Text provided:

+ + + +

Cupid ❤️s cannabis: THC finds favor in Valentine's Day survey despite growing evidence of risks
Marijuana normalization is most advanced among young — the very cohort most vulnerable to mental health and safety dangers.
The Facts Inside Our Reporter’s Notebook
Valentine's Day is synonymous with various gifts, including beautiful flower arrangements, delicious chocolates, and expensive perfumes. However, Americans — especially younger Americans — are increasingly expressing their affection in a very different way: through the gift of cannabis.
Unfortunately, the normalization of cannabis use is advancing even as studies warning of the health and safety risks of marijuana — particularly to the young — continue to stack up.
According to a new survey by Wired Research for Verano Holdings, one of the largest multistate cannabis operators in the United States, 61% of American adults (nearly 148 million) plan to include cannabis in their 2023 Valentine's Day plans — either by using it themselves or gifting it to another individual. Moreover, 19 million American adults are expected to skip the consumption of alcohol on Valentine's Day in favor of cannabis. Thirty-seven percent (55 million) of American adults, according to the survey, would be happy to receive cannabis as a gift on Feb. 14.
The survey found that not only are many American parents open to the idea of giving cannabis as a gift, more of them are open to the idea than are American adults without kids (69% vs. 57%). Men are significantly more likely than women (66% vs. 57%) to "incorporate cannabis into Valentine's Day plans," according to the report, and of all the generations, Gen Z and Millennials are the most likely to embrace cannabis this coming Tuesday.
As Valentine's is intimately associated with the idea of love, the authors included the fact that close to 25% of American adults now believe cannabis improves their sexual performance.

+ + + +

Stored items
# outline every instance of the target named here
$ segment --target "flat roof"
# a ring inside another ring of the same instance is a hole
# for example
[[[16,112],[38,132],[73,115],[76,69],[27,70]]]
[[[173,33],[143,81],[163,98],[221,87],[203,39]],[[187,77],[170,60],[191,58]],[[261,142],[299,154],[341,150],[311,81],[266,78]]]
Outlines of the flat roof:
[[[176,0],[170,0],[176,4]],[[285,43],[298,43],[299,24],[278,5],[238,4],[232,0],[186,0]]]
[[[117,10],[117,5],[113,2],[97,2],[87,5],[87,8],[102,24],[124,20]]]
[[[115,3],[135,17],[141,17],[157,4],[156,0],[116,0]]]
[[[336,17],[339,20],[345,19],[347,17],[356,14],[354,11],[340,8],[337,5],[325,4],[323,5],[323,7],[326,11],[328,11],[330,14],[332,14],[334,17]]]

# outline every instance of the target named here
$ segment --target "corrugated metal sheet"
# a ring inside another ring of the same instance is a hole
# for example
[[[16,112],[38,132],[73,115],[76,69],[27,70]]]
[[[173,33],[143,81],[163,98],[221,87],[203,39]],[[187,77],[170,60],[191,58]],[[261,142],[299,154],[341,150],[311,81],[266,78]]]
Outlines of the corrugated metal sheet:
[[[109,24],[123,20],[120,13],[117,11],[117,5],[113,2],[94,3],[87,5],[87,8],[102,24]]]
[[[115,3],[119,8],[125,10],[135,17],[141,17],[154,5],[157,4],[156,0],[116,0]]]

+ + + +

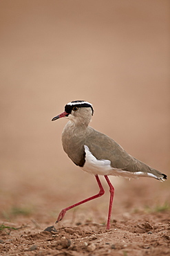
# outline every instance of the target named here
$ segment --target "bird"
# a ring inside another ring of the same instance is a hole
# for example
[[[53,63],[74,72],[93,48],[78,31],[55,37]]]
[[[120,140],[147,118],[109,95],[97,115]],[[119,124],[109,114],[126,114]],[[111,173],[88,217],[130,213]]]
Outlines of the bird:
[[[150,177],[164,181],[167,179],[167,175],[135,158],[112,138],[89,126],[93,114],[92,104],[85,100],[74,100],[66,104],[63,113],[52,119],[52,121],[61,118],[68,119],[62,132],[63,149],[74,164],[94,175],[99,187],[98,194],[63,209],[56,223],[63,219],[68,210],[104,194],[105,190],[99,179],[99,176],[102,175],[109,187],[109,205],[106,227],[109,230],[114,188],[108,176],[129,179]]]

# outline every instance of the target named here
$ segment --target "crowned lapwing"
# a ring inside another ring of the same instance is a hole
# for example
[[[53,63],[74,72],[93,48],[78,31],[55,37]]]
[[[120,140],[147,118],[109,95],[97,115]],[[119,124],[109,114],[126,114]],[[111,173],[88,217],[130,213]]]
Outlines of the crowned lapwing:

+ + + +

Tasks:
**1.** In the article on cannabis and Valentine's Day, who carried out the survey, and for which company?
**2.** Write the next part of the article on cannabis as a Valentine's Day gift, starting after its last sentence.

Results of the exercise:
**1.** Wired Research carried it out for Verano Holdings.

**2.**
While regional variance wasn't pronounced, the survey found that adults in the Northeast were the most likely to use or gift cannabis this Valentine's (66% vs. 55% in the Midwest, 61% in the West, and 63% in the South). This finding, the authors suggest, should be attributed to several states in the Northeast, including Connecticut, New York, Vermont, and New Jersey, introducing legal recreational cannabis programs in recent times.
Commenting on the survey's findings, certified sex coach Ashley Manta said cannabis can have "a decidedly positive impact on romance and intimacy, especially on occasions like Valentine's Day where there are so many external stresses and pressures to make the day special."
Shannon Chavez, a psychologist and sex therapist based in Beverly Hills, echoed Manta's sentiments, calling Valentine's Day "a great opportunity for couples to try something new together and try a more dynamic and less formulaic approach to intimacy."
The survey comes amid accumulating reports and studies warning of the dangers of rising cannabis use, particularly among the young. The risks range from cognitive impairment to psychiatric damage to road-related harms from driving under the influence of cannabis.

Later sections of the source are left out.